▶ _About this exercise_: Go through the listing and copy each line with the string "cuff".

Supplied entries Block Start

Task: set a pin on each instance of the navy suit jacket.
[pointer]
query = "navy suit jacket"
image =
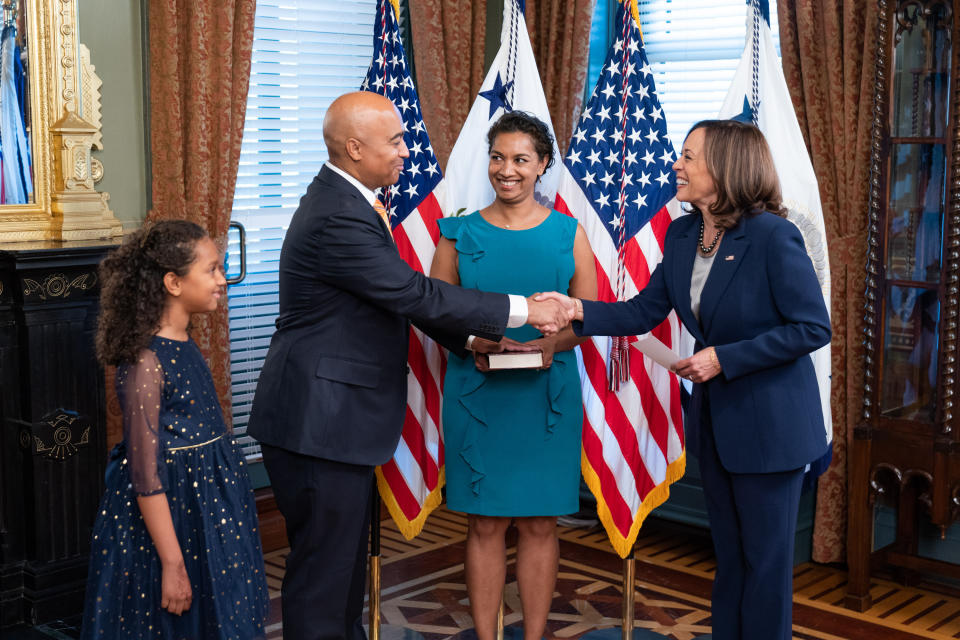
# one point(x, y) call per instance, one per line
point(334, 382)
point(762, 310)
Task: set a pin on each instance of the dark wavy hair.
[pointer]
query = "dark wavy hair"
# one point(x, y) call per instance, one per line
point(739, 161)
point(523, 122)
point(132, 293)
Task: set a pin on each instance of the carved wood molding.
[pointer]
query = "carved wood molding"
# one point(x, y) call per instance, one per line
point(875, 266)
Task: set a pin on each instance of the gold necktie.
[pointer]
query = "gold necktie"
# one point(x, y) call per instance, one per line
point(382, 212)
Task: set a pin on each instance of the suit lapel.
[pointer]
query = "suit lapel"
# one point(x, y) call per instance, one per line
point(335, 180)
point(730, 255)
point(683, 250)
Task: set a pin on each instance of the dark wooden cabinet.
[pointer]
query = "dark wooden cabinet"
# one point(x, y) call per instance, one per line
point(906, 449)
point(52, 426)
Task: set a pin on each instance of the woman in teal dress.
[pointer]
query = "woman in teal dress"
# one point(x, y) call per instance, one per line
point(512, 437)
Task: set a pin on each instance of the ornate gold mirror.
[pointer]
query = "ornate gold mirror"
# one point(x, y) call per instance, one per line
point(49, 125)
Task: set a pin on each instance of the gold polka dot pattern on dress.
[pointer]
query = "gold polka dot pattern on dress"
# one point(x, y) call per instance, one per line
point(175, 442)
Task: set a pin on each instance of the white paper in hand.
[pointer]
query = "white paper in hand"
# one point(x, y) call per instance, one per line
point(657, 351)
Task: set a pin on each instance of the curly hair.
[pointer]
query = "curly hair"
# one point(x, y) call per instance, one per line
point(739, 161)
point(132, 293)
point(523, 122)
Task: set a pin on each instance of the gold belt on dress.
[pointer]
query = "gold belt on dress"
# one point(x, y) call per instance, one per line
point(195, 446)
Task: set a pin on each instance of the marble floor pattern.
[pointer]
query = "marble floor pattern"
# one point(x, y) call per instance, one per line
point(423, 589)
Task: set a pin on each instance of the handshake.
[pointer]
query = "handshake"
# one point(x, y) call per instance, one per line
point(551, 312)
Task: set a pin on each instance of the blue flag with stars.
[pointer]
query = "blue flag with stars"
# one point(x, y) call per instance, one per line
point(511, 84)
point(618, 182)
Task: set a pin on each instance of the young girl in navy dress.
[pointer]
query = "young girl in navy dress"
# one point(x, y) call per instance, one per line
point(176, 550)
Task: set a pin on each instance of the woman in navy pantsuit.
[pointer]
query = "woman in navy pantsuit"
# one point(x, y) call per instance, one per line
point(739, 277)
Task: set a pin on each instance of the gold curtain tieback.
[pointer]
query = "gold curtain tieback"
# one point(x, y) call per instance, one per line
point(194, 446)
point(382, 212)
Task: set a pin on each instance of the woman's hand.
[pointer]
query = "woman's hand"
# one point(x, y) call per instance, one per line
point(176, 594)
point(546, 347)
point(700, 367)
point(481, 347)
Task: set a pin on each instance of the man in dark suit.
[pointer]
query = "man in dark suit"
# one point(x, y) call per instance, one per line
point(331, 397)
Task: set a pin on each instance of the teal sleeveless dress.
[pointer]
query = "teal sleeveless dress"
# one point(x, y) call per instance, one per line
point(512, 437)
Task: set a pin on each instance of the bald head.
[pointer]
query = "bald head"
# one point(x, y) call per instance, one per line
point(364, 137)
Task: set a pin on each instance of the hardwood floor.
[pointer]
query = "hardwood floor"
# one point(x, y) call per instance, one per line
point(423, 589)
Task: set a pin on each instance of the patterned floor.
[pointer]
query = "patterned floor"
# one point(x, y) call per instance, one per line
point(423, 590)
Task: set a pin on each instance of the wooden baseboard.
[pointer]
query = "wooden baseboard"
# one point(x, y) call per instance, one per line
point(273, 529)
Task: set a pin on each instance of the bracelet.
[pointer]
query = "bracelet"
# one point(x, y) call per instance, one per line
point(715, 359)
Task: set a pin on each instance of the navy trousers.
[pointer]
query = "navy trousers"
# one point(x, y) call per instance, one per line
point(753, 519)
point(326, 505)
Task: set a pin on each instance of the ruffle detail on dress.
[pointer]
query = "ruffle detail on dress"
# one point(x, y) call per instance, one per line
point(470, 451)
point(555, 384)
point(568, 235)
point(458, 230)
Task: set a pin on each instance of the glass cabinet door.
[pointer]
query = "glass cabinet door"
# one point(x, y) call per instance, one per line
point(916, 183)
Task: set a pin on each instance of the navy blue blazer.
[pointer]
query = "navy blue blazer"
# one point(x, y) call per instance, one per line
point(334, 381)
point(762, 310)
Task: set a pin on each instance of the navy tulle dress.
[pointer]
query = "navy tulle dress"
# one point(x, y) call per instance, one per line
point(175, 441)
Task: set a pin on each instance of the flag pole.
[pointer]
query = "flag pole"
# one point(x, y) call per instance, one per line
point(629, 596)
point(626, 631)
point(378, 631)
point(375, 564)
point(500, 619)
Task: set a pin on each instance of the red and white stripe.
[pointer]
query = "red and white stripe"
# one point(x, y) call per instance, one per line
point(410, 483)
point(632, 438)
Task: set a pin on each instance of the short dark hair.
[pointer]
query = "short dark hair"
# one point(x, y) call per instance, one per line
point(741, 165)
point(523, 122)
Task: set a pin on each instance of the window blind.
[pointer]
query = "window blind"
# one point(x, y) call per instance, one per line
point(305, 54)
point(694, 47)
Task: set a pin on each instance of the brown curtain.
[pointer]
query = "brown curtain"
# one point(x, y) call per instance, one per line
point(828, 59)
point(560, 35)
point(449, 54)
point(199, 74)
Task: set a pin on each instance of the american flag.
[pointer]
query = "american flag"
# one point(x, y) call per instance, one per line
point(619, 184)
point(410, 483)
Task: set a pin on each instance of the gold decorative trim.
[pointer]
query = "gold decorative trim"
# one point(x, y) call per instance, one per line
point(62, 445)
point(56, 285)
point(66, 126)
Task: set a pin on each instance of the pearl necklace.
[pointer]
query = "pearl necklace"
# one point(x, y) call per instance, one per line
point(713, 245)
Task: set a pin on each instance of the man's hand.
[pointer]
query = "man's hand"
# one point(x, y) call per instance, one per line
point(572, 306)
point(175, 592)
point(699, 367)
point(549, 314)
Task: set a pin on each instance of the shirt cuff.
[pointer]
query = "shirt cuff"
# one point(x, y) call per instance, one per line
point(518, 312)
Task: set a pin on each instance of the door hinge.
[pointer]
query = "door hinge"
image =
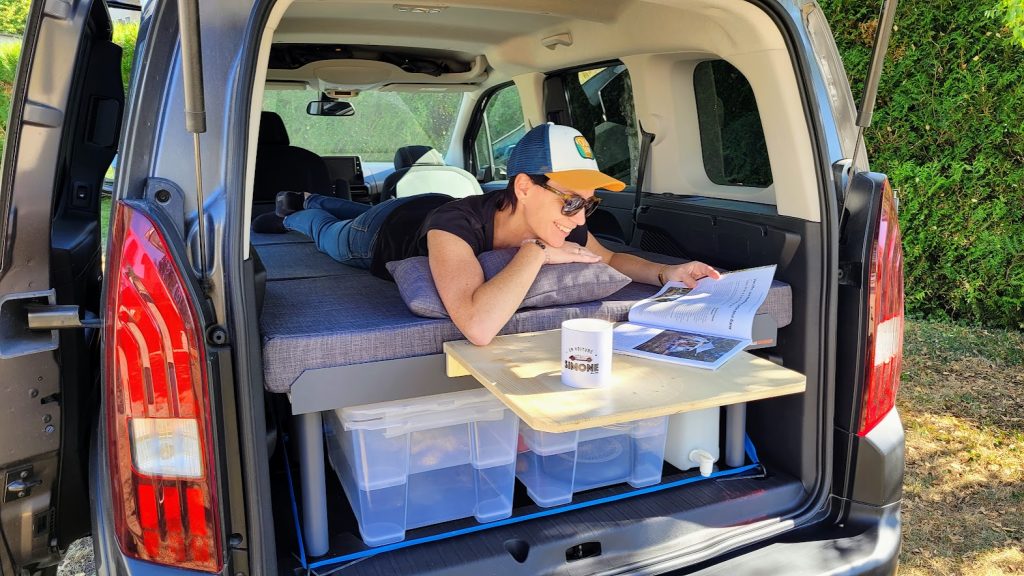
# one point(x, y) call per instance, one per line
point(849, 274)
point(18, 484)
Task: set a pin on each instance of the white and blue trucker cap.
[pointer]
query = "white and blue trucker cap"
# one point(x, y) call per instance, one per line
point(561, 154)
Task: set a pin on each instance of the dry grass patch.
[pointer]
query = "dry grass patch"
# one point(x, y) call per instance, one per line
point(963, 406)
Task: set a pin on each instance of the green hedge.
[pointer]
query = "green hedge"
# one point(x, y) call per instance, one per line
point(948, 129)
point(124, 36)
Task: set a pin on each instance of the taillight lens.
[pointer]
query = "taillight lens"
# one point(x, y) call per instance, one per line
point(158, 405)
point(885, 337)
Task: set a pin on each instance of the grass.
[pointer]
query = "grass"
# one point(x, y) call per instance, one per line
point(962, 401)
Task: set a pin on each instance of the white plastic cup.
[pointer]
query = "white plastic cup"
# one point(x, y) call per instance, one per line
point(586, 353)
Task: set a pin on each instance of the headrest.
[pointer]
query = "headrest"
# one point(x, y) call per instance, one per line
point(271, 129)
point(409, 156)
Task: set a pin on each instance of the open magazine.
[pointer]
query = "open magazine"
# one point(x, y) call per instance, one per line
point(702, 327)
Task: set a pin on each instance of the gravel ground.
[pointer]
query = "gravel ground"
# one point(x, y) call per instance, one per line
point(78, 561)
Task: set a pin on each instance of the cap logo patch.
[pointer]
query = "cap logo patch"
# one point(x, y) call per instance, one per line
point(583, 147)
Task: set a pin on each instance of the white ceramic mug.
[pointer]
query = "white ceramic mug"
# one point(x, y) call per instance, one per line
point(586, 353)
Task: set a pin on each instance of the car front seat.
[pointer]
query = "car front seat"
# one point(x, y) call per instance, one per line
point(421, 169)
point(282, 166)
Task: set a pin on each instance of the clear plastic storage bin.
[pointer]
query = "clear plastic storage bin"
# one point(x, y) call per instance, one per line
point(415, 462)
point(554, 465)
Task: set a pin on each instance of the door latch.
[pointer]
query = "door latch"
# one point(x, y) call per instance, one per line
point(58, 317)
point(18, 484)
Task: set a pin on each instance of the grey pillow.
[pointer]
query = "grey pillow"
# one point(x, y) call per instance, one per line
point(555, 284)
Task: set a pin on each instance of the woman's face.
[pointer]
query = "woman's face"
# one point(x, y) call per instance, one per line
point(544, 212)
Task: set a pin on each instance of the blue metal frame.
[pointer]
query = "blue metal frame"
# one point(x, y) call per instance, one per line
point(752, 454)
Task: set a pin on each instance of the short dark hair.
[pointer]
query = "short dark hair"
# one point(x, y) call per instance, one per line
point(508, 195)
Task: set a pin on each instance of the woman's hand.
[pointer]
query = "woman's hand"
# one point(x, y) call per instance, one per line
point(568, 252)
point(689, 273)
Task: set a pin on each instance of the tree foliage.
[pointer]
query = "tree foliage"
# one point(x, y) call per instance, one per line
point(1012, 13)
point(948, 129)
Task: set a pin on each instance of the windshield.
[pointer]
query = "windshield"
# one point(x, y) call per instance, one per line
point(383, 123)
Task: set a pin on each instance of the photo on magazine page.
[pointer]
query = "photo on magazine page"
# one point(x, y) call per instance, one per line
point(697, 347)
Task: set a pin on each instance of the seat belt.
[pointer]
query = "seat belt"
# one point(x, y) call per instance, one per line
point(645, 140)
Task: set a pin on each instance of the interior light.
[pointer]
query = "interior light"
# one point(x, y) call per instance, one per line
point(419, 8)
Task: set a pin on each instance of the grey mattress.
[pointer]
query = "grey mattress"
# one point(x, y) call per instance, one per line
point(320, 314)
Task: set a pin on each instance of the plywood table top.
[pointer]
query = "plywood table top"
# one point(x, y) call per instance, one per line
point(523, 371)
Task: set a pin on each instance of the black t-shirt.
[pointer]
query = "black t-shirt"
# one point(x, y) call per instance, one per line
point(403, 233)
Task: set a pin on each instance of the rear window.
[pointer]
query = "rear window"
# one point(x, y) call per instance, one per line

Supplied entries Block End

▶ _Problem solution_:
Task: set a pin on each instance of the shirt cuff.
query = "shirt cuff"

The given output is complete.